**TASK GOAL**
Within the records below is a range that opens at the line with "like [161, 352]." and closes at the line with "Target: man in orange hard hat". Return that range word for word, both ends included, and only that range.

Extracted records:
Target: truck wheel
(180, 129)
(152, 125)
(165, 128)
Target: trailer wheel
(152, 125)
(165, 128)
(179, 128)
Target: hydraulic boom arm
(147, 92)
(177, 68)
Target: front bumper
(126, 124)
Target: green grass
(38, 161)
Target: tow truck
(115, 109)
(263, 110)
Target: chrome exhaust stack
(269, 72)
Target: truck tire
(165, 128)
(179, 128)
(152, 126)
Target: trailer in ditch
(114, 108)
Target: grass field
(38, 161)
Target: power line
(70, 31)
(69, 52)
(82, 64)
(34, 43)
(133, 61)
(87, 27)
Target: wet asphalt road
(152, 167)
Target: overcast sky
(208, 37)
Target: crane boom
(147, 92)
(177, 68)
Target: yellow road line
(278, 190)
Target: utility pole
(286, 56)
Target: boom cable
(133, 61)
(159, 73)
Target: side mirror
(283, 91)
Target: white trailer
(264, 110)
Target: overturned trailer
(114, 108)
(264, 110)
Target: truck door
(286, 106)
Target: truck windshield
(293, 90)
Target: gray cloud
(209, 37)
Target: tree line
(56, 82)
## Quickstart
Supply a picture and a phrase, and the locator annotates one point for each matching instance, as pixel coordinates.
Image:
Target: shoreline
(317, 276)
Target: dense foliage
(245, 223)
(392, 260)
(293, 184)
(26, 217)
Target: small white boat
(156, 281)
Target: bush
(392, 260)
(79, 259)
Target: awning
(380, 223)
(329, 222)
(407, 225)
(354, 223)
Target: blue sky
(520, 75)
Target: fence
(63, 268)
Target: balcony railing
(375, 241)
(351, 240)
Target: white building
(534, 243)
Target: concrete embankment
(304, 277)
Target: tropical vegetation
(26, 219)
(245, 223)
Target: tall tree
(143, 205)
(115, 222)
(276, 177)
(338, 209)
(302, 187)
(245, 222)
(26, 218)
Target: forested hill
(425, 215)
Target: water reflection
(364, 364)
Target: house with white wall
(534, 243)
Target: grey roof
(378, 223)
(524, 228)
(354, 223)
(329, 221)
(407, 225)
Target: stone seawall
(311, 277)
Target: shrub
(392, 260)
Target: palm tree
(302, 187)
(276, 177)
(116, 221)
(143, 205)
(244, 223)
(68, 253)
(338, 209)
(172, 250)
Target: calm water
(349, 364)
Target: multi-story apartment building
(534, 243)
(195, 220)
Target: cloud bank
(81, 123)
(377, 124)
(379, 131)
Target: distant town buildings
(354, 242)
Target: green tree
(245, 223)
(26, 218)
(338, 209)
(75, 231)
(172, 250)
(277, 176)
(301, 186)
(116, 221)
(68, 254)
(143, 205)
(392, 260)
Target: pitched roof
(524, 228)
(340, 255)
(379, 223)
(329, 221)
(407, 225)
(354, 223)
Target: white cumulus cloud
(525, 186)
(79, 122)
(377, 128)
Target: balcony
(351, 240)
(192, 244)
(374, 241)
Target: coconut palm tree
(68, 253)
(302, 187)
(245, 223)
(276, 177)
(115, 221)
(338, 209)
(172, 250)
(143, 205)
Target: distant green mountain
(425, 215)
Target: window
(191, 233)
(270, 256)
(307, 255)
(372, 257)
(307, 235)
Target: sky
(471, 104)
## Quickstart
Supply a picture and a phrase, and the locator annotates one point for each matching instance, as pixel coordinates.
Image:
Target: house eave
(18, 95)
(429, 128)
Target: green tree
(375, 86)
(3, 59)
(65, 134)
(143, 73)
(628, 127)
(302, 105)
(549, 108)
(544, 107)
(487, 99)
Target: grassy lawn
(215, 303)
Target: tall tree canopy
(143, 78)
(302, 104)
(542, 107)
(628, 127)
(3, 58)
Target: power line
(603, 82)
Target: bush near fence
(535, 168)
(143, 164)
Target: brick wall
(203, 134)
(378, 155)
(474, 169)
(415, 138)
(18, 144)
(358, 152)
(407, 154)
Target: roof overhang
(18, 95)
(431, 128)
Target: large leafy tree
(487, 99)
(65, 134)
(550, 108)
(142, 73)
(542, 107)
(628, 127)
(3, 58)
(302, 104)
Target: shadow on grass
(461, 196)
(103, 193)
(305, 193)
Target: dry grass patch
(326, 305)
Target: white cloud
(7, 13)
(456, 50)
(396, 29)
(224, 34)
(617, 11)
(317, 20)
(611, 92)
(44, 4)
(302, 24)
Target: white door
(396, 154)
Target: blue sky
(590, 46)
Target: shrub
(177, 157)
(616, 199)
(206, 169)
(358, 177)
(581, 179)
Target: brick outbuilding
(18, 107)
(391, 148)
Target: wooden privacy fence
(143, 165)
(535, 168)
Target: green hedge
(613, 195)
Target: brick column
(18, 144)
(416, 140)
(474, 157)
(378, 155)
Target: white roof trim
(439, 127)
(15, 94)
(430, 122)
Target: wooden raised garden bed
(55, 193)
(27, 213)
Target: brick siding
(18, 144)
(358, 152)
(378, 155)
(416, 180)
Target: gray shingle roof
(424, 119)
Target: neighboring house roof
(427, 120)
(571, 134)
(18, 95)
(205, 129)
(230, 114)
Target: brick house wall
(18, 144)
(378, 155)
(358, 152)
==
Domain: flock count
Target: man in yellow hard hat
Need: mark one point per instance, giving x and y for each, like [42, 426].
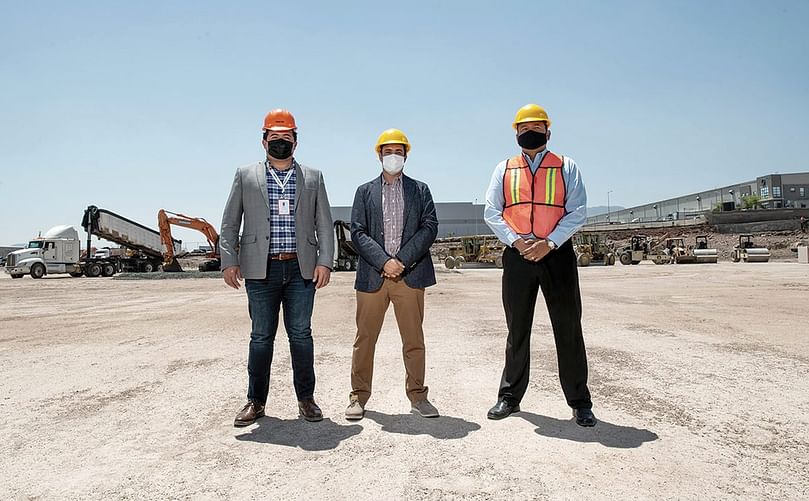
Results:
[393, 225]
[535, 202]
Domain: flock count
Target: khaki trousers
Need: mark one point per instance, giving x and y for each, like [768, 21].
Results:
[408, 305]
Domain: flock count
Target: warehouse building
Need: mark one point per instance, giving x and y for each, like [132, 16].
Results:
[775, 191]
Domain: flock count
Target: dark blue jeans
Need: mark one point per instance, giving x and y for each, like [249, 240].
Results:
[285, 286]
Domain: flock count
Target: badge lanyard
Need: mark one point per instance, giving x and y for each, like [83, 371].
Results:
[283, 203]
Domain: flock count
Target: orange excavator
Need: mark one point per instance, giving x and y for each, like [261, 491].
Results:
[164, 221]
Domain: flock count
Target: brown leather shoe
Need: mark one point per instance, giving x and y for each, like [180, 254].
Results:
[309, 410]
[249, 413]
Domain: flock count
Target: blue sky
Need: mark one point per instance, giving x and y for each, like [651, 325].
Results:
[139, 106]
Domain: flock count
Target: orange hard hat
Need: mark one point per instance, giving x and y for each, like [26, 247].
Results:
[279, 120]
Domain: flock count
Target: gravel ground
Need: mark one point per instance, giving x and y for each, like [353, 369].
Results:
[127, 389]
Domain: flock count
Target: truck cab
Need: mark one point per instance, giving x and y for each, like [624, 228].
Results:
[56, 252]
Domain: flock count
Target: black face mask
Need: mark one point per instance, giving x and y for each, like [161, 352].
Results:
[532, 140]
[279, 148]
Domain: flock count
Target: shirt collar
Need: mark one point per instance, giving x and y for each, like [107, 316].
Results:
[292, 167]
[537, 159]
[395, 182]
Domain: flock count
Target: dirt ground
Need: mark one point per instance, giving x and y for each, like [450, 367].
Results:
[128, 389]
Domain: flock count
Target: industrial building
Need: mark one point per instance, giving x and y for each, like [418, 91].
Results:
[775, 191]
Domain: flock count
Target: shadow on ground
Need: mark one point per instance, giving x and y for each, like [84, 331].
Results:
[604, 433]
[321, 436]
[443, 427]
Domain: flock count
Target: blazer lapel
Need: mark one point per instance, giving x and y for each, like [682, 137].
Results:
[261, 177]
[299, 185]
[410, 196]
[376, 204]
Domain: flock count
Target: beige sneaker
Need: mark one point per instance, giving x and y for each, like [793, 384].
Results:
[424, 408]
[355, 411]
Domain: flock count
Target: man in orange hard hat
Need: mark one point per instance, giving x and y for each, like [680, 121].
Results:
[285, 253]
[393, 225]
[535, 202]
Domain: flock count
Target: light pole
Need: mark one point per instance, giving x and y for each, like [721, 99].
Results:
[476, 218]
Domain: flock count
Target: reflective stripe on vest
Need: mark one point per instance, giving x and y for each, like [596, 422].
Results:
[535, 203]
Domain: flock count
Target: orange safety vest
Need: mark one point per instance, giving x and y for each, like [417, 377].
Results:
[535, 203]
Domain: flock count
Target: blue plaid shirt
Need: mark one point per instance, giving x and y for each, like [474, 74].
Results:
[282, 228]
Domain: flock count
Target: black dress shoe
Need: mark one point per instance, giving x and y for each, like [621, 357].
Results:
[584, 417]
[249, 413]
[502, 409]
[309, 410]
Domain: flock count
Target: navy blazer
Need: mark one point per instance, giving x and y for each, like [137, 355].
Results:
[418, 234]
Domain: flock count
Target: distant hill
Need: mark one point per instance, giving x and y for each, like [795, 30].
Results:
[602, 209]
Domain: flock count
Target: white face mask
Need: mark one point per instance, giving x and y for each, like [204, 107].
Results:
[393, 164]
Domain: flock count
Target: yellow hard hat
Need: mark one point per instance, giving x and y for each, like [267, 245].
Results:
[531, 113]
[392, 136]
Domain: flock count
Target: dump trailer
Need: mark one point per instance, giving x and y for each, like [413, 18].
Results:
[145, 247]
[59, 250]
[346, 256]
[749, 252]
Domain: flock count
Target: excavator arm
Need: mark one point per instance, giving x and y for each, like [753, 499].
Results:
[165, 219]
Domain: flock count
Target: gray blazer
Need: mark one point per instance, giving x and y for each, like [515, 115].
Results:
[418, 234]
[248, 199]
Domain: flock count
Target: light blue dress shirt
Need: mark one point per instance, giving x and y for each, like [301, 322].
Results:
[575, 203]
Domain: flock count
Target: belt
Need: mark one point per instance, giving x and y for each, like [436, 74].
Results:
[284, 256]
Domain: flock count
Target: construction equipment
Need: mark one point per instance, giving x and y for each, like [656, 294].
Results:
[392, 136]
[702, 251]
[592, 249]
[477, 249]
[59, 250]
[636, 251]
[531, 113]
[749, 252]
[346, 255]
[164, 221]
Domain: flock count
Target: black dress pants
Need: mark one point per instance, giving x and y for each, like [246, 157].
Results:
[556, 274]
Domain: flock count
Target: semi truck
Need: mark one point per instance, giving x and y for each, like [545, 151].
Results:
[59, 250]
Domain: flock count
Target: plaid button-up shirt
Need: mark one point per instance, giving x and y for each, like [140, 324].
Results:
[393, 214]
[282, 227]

**EXERCISE OUTPUT**
Need: mark one point per instance, giving x and y for each, like [161, 352].
Results:
[532, 140]
[279, 148]
Domain: flock count
Target: shirt collar
Need: mark one point per instance, giving x and y for each, like [107, 316].
Results:
[292, 167]
[537, 159]
[395, 182]
Domain: flock count
Target: dirt ground
Need: mark one point per instance, giving x and y for each, like [450, 367].
Results:
[128, 389]
Domain: flock count
Target: industrial building
Need: mark one point per instance, giving x and y for each, like [418, 91].
Results:
[775, 191]
Domain: flock count
Target: shadow on ground
Need: mark one point per instance, giving x and y for each, like [84, 331].
Results:
[604, 433]
[321, 436]
[443, 427]
Domain: flock count
Target: blazer lapel
Need: mark one point per instance, giving x and y for each, like [682, 137].
Results:
[261, 177]
[299, 185]
[410, 196]
[376, 204]
Domain: flock count
Target: beige sneaker
Need: mark one point per instance, giving x and y for each, like [793, 384].
Results:
[424, 408]
[355, 411]
Domain: flock count
Target: man in orange hard hat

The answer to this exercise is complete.